◆ **TEXT**
In the present study, we identified and validated prognosis-related biomarkers PIWIL4 and SUPT5H using bioinformatic methods based on multiple public databases and as a result developed a risk classification model to predict the long-term survival of ICC patients. Notably, the biomarkers were further verified in ICC and normal tissues via laboratory experiments, which showed a similar expression trend to each other.

Materials and methods

Data collection

The RNA sequences regarding cholangiocarcinoma, specifically TCGA-CHOL, and clinicopathological information were obtained from The Cancer Genome Atlas (https://portal.gdc.cancer.gov/) and allocated into the training cohort. The GSE107943 validation cohort’s transcriptome and clinicopathological data was collected from the Gene Expression Omnibus (GEO) database (https://www.ncbi.nlm.nih.gov/geo/). The list of 1542 RBPs was obtained based on a previous published study [27]. The mRNA matrix was annotated based on gene transfer format files from Ensemble using the Perl language. Tumour tissues with the pathological diagnosis of ICC and adjacent normal tissues were prospectively collected from the Chinese PLA General Hospital. Written informed consent was obtained from all patients. After surgical resection, all the tissues were immediately collected and stored at − 80 °C, awaiting further preparation for qRT-PCR analysis. The ICC tissue microarray for immunohistochemistry (IHC), which contained 155 ICCs and 5 adjacent normal tissues, was purchased from Shanghai Outdo Biotech Company and approved by the ethics committee of Shanghai Outdo Biotech Company (Shanghai, China).

◆ **STUDY MATERIAL**
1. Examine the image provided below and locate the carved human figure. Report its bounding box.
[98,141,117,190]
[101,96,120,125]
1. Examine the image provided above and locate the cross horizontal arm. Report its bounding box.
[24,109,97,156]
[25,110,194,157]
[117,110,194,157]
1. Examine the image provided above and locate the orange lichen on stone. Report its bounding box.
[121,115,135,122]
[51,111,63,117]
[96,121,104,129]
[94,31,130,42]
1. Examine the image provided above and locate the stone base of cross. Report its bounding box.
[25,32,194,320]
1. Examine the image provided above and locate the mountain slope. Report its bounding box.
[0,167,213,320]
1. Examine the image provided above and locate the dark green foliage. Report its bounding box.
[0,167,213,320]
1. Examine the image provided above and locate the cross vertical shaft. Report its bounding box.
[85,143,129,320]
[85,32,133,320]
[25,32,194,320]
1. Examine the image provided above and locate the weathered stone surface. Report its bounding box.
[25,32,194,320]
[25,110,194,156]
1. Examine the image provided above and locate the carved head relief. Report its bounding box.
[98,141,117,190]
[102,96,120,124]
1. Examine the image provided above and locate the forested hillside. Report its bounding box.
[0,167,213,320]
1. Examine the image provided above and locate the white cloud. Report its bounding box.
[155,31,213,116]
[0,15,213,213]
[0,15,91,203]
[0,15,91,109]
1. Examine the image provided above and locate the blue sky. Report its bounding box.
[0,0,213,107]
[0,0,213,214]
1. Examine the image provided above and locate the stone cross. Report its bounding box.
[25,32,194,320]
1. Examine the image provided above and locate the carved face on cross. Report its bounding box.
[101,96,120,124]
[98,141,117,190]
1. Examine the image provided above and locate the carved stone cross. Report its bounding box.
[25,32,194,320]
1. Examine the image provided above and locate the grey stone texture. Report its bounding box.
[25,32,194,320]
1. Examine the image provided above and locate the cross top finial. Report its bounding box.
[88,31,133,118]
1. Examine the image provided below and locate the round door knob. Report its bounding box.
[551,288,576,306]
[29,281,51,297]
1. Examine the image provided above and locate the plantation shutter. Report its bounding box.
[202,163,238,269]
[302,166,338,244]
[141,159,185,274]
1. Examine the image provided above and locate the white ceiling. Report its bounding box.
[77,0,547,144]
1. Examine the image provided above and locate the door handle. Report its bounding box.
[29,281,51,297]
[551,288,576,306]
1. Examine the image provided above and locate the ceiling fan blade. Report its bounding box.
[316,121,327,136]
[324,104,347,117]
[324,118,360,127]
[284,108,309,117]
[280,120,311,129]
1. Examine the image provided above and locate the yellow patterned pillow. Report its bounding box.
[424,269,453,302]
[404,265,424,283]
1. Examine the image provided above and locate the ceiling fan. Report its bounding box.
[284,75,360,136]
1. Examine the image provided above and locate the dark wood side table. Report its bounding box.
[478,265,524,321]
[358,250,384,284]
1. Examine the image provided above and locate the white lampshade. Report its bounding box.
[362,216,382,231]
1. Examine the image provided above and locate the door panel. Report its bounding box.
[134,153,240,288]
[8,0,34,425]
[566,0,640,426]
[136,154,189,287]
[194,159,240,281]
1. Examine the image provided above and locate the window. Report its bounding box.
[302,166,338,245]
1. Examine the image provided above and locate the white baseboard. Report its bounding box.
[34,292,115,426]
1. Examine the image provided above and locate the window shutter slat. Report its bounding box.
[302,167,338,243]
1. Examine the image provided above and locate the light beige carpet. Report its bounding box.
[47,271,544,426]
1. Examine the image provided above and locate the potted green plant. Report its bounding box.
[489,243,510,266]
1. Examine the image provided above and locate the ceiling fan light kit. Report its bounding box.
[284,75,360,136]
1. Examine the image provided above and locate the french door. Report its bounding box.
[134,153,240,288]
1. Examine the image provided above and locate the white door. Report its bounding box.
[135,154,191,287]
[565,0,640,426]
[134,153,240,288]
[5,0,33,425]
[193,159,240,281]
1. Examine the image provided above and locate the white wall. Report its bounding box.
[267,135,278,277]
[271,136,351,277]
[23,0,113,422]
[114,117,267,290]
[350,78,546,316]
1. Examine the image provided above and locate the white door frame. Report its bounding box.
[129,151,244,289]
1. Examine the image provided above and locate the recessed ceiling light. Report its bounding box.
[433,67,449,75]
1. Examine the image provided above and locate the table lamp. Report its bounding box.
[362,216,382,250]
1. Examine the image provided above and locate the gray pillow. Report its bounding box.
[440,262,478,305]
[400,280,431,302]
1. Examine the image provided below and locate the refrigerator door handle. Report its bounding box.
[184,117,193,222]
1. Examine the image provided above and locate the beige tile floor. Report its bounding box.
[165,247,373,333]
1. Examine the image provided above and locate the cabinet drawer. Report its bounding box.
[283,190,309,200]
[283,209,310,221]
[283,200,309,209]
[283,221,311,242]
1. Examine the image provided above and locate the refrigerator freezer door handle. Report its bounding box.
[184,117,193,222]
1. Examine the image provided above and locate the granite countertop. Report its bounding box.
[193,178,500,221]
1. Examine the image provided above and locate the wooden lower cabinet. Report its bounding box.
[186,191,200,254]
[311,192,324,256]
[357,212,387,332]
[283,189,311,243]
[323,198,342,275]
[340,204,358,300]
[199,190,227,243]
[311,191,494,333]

◆ **ACTIVITY LIST**
(A) Duplicate a portion of the ICC biomarker study text, beginning at the words "In the present" and stopping after the words "to each other.".
(B) According to the ICC biomarker study text, how many ICCs were on the tissue microarray used for immunohistochemistry?
(C) Take the ICC biomarker study text further, starting after its last sentence.

◆ **WRITTEN ANSWERS**
(A)
In the present study, we identified and validated prognosis-related biomarkers PIWIL4 and SUPT5H using bioinformatic methods based on multiple public databases and as a result developed a risk classification model to predict the long-term survival of ICC patients. Notably, the biomarkers were further verified in ICC and normal tissues via laboratory experiments, which showed a similar expression trend to each other.

(B) 155

(C)
Extraction of RBP expression and differential expression analysis

Based on the obtained list of RBPs and mRNA expression profiles, we extracted the RBPs with available mRNA expression profiles from TCGA-CHOL and GSE107943 cohorts to construct a new matrix for subsequent analyses. Then, using the “limma” package [28], we screened the differentially expressed RBPs (DE-RBPs), with the thresholds set as false discovery rate (FDR) < 0.001 and |log2 fold-change (FC)|> 0.5. Gene Ontology (GO) and the Kyoto Encyclopaedia of Genes and Genomes (KEGG) enrichment analyses were used to annotate the upregulated and downregulated DE-RBPs via the “clusterProfiler” and “GOplot” packages [29, 30]. A protein–protein interaction network was constructed from the DE-RBPs using the STRING online database (https://string-db.org/) with a medium confidence threshold of 0.4, and was then visualised using Cytoscape software (version 3.7.2).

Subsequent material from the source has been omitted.